■ Instructions for the task: Rewrite the lines from the start of the records through the line containing "244 93 L 243" as a numbered list, skipping any blank lines and leaving out the pictures.

■ Information supplied:
==*==

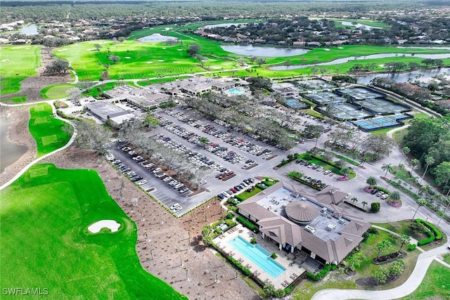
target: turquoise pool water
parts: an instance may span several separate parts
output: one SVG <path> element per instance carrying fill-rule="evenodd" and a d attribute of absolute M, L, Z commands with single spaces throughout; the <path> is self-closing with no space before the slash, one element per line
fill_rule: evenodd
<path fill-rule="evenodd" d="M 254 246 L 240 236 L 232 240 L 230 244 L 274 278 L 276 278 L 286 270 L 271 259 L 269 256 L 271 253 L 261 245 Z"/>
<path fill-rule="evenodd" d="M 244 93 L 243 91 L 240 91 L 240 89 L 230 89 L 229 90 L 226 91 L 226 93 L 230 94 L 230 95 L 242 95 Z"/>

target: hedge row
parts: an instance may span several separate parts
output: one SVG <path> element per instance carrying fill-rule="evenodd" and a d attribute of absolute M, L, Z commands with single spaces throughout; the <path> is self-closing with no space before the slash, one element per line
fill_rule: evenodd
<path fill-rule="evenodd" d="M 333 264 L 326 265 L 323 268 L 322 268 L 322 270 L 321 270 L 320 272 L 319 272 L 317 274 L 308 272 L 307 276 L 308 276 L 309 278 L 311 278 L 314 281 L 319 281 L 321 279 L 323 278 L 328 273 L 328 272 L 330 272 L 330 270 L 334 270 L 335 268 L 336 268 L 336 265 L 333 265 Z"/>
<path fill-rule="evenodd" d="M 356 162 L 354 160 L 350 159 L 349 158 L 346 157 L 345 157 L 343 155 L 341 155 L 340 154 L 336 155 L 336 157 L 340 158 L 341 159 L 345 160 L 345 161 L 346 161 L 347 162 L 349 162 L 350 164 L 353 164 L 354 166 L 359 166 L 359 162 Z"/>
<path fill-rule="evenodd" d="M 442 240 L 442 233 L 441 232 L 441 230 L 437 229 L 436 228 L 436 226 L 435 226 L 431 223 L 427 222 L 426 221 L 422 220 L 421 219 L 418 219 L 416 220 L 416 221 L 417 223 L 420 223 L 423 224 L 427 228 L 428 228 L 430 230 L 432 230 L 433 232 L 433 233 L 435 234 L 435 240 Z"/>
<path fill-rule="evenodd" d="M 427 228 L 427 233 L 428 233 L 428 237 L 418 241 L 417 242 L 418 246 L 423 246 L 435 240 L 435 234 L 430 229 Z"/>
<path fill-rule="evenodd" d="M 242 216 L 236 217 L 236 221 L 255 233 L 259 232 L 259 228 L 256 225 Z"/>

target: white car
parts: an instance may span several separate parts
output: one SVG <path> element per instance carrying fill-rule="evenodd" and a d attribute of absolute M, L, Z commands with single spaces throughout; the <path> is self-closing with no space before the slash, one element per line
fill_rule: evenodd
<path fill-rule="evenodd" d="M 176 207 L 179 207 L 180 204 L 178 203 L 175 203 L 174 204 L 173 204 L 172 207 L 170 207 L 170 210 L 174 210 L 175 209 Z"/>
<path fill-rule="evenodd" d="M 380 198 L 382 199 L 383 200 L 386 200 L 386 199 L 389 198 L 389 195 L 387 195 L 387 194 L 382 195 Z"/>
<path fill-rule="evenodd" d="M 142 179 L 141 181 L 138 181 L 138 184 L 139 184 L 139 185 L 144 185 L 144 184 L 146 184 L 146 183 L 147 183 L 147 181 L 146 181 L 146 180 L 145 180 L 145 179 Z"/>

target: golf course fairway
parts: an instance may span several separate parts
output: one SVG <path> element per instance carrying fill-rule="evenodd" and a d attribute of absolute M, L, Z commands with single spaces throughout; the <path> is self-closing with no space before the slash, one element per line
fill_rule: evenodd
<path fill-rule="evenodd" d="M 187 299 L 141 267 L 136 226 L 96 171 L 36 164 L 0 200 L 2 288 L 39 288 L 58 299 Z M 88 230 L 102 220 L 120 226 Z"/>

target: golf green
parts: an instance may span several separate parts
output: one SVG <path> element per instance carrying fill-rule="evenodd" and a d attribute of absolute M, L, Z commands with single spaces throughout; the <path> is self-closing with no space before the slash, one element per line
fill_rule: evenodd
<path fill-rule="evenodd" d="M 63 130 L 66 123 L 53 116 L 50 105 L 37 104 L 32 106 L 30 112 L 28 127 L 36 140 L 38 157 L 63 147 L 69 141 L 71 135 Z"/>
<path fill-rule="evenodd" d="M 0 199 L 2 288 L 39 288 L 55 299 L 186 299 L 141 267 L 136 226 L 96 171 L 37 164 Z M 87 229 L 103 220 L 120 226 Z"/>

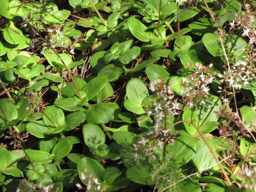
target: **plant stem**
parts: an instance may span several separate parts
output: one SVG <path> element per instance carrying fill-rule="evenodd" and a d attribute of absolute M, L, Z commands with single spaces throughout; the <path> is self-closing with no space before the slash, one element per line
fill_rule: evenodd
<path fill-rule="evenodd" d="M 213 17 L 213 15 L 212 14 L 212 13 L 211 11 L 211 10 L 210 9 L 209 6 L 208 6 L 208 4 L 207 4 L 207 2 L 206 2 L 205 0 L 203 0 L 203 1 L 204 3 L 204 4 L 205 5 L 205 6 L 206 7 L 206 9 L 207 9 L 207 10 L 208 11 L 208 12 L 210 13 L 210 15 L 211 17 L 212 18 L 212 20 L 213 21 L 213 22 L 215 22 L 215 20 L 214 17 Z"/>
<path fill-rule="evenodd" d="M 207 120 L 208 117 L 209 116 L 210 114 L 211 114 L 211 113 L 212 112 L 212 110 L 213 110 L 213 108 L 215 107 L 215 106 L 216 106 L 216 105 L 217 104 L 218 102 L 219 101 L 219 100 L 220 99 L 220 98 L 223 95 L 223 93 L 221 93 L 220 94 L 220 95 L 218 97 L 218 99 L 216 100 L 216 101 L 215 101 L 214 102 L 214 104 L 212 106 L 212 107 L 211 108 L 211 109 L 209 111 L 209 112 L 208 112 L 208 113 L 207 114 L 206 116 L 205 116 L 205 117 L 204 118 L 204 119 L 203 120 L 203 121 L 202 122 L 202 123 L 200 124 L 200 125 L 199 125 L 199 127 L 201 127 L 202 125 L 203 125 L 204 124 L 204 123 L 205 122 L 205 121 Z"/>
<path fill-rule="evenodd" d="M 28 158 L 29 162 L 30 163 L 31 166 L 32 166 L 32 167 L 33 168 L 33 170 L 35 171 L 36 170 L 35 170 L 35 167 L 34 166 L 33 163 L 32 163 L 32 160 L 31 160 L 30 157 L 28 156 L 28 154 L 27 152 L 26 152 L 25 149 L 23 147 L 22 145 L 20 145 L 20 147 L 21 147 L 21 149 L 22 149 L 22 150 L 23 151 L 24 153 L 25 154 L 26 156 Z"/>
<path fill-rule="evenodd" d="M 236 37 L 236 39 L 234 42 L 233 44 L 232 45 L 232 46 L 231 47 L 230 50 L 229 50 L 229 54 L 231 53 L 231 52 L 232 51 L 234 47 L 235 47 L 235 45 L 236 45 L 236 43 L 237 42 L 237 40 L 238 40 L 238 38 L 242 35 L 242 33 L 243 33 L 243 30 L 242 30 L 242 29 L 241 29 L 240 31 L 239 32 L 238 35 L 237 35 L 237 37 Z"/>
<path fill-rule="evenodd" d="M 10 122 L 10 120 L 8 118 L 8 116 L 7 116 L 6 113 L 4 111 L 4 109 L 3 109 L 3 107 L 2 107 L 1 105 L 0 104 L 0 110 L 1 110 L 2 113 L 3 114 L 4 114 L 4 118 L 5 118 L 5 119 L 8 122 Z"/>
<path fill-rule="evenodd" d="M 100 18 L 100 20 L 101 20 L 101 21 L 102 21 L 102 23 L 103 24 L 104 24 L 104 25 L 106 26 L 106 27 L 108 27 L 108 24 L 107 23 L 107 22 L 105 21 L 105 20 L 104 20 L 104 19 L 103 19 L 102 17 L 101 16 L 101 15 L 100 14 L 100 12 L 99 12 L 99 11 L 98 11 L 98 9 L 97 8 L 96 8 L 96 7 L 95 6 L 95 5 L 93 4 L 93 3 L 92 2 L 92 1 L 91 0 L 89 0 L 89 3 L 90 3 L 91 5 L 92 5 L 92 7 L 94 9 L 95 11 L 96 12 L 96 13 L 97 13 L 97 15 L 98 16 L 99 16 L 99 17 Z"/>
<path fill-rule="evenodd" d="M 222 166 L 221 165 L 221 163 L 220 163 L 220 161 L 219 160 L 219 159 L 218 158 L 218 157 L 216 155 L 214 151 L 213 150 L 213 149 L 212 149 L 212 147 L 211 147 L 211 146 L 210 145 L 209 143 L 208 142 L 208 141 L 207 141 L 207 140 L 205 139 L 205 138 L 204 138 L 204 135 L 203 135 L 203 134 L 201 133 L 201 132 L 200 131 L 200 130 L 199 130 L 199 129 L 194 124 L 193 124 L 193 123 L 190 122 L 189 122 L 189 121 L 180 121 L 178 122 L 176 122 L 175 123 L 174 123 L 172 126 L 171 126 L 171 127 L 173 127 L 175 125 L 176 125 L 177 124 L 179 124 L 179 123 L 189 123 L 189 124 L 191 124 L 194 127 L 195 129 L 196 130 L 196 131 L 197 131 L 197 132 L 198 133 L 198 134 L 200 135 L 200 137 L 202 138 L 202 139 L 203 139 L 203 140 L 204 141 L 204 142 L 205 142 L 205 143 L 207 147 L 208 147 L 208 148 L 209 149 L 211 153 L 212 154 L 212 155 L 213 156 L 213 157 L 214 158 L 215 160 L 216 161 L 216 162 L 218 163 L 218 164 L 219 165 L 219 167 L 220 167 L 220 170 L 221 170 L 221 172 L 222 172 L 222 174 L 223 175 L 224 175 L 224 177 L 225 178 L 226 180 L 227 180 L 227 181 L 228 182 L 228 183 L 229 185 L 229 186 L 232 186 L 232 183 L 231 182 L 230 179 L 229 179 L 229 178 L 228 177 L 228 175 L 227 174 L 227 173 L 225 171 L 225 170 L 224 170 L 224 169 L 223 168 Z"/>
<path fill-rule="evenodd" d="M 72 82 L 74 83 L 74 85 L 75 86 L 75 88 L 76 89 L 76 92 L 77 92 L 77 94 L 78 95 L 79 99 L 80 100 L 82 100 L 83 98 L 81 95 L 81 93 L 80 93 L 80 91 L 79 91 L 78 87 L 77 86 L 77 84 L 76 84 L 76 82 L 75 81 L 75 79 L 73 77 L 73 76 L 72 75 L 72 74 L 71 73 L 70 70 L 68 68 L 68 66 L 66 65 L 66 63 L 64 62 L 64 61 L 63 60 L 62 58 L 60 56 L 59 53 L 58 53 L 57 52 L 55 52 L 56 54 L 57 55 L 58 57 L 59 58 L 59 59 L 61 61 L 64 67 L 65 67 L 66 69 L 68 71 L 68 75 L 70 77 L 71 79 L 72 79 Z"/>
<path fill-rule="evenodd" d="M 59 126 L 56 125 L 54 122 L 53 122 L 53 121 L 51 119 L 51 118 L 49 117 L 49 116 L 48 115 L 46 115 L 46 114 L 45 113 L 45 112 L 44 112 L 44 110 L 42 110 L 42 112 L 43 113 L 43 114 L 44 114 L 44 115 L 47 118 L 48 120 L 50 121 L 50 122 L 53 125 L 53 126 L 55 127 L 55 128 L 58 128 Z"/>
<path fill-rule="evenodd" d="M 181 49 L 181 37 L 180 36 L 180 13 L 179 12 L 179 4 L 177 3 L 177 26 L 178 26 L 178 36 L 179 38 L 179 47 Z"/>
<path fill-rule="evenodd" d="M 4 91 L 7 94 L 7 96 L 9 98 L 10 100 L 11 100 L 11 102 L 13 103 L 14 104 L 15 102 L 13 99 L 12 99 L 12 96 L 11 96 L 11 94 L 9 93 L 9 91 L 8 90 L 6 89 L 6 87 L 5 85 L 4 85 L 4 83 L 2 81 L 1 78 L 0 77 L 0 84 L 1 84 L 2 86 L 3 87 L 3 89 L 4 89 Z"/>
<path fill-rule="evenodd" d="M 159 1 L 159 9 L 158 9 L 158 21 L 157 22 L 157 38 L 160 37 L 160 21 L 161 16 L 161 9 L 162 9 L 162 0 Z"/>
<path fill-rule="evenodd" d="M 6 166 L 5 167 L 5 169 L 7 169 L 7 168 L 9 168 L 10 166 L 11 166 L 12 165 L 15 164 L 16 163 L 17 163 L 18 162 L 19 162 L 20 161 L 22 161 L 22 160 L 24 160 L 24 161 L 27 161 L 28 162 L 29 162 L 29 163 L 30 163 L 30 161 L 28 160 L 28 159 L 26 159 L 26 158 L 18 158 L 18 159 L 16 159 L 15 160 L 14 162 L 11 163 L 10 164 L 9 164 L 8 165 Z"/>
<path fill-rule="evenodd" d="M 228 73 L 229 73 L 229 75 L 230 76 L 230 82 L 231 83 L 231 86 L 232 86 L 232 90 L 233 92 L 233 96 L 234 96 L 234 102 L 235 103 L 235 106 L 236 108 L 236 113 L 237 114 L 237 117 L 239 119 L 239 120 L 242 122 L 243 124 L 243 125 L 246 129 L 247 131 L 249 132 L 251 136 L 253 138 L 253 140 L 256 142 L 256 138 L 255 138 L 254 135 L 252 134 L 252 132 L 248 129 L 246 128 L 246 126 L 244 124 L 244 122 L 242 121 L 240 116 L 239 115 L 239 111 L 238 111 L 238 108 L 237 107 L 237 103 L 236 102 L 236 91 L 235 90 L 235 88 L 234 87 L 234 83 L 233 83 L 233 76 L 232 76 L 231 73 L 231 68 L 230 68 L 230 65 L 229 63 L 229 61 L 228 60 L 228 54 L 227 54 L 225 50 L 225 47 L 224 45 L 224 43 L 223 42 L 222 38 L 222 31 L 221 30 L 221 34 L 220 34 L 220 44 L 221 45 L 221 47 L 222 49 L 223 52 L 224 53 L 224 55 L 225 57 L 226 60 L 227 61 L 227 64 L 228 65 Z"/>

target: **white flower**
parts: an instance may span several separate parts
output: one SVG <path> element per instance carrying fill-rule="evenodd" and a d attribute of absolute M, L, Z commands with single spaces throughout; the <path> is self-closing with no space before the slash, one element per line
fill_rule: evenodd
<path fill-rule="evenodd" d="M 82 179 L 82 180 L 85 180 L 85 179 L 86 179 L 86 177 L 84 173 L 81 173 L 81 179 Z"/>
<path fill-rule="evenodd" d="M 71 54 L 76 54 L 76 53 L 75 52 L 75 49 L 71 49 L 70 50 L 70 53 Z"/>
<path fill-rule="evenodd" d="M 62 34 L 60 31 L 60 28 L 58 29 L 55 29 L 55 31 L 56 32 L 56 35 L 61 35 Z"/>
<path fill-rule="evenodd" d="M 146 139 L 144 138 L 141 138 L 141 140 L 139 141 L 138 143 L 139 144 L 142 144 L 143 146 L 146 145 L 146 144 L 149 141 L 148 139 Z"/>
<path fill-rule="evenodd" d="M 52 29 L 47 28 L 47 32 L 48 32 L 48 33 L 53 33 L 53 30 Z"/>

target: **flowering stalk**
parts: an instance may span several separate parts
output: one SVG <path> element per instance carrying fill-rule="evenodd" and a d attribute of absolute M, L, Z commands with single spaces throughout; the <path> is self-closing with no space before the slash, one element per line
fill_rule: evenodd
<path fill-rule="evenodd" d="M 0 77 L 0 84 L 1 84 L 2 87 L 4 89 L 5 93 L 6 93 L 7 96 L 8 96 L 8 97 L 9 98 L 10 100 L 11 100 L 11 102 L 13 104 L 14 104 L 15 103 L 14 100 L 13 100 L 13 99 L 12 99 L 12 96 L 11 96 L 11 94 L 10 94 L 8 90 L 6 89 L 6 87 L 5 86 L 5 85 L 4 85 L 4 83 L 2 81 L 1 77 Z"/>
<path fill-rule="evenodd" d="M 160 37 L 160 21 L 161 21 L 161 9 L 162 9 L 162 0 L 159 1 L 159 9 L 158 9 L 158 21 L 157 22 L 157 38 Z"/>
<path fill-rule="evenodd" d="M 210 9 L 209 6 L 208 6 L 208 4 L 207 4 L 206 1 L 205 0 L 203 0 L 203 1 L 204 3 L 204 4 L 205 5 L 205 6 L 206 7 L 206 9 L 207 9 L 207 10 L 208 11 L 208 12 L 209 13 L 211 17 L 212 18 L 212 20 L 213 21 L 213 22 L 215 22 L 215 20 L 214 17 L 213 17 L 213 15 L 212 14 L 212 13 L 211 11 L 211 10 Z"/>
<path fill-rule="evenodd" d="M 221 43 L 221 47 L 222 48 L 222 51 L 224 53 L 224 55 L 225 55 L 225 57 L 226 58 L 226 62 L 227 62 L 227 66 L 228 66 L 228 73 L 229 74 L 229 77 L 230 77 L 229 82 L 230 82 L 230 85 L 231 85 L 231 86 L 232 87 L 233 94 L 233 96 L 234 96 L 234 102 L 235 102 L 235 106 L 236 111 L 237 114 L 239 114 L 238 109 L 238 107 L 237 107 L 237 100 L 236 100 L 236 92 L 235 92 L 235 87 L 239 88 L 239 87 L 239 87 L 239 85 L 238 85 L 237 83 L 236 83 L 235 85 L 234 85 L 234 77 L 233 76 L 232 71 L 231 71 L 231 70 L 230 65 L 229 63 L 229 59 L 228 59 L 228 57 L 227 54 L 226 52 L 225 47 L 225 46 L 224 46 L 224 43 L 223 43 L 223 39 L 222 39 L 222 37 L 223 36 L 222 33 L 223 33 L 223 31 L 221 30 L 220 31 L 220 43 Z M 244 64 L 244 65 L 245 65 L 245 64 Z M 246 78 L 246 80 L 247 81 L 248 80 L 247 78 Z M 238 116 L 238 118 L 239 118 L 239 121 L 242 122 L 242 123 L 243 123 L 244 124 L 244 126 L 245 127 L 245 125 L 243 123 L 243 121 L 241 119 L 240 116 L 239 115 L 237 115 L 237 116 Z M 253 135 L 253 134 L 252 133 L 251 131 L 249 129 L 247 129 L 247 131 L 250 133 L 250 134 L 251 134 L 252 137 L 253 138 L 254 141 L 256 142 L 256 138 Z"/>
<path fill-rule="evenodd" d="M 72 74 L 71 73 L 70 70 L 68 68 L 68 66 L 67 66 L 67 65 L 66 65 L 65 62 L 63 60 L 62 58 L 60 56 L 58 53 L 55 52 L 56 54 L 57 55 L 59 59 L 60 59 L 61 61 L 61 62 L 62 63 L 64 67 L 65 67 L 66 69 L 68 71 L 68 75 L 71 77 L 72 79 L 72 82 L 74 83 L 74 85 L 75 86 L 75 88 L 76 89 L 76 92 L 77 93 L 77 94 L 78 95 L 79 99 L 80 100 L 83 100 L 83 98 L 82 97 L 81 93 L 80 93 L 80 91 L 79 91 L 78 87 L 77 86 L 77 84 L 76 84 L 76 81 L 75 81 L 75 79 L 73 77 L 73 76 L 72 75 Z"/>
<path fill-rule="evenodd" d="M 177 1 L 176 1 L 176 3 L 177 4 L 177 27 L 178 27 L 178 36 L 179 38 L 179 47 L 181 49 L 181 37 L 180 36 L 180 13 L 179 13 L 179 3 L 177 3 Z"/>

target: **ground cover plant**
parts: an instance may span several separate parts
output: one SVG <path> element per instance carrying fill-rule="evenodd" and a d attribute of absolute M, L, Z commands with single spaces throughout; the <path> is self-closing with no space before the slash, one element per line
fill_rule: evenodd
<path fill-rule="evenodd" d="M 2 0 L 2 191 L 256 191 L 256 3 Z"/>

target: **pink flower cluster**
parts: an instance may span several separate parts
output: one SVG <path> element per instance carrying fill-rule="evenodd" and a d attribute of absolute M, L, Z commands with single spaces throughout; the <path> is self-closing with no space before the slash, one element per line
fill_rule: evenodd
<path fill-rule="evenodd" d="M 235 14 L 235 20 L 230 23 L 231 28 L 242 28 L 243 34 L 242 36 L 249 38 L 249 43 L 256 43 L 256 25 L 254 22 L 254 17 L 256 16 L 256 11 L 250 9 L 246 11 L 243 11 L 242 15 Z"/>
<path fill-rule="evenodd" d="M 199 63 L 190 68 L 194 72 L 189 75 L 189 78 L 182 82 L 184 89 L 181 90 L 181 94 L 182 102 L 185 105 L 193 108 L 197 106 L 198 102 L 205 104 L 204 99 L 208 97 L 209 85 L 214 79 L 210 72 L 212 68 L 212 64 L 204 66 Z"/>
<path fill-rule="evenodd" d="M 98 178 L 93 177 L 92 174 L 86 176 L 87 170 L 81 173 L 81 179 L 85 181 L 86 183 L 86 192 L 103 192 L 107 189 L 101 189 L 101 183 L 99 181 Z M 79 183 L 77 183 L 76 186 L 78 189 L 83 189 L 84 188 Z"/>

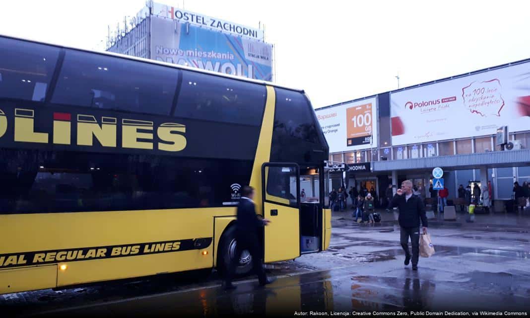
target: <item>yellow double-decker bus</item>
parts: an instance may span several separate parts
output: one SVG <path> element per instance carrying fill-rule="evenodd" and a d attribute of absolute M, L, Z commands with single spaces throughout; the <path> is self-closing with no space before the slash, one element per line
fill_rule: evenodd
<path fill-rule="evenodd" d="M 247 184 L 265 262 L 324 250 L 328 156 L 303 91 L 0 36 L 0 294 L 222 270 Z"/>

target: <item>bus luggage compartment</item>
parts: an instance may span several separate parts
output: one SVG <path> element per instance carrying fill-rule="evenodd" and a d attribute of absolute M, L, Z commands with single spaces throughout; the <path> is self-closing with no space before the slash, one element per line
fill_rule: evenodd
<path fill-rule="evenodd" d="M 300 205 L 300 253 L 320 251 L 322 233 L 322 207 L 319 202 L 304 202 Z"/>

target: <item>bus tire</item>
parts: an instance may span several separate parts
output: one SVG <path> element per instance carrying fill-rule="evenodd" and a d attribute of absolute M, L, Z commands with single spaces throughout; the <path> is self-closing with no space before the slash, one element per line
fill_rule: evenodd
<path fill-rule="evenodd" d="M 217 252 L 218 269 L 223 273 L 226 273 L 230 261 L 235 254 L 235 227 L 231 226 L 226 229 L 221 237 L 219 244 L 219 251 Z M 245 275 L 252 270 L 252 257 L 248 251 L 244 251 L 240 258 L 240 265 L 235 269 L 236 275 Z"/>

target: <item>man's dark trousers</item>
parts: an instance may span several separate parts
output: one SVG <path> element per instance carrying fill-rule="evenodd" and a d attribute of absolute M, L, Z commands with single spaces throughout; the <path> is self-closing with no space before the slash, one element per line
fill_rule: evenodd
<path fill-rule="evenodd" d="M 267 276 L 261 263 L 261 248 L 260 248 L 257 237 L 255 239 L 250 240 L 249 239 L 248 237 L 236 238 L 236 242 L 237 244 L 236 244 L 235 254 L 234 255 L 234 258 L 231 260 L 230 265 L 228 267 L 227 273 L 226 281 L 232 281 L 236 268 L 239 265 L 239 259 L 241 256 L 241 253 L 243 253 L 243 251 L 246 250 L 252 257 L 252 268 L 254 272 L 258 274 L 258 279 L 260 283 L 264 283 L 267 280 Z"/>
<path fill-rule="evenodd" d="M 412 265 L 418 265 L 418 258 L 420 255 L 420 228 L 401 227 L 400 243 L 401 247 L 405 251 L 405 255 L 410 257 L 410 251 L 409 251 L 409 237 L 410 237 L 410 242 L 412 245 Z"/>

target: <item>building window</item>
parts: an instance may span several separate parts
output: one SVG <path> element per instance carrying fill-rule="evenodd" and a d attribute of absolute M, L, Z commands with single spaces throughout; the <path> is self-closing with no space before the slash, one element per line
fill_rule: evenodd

==*==

■ Written response:
1. target: turquoise pool water
2. parts: an instance may span several separate parts
3. output: one SVG <path> element per instance carrying fill-rule="evenodd" and a d attribute of absolute M, L, Z commands with single spaces throughout; the <path> is self-closing with no space before the slash, one element per line
4. fill_rule: evenodd
5. <path fill-rule="evenodd" d="M 254 246 L 240 236 L 232 240 L 230 244 L 274 278 L 276 278 L 286 270 L 271 259 L 269 256 L 271 253 L 261 245 Z"/>
6. <path fill-rule="evenodd" d="M 244 93 L 243 91 L 240 91 L 240 89 L 230 89 L 229 90 L 226 91 L 226 93 L 230 94 L 230 95 L 242 95 Z"/>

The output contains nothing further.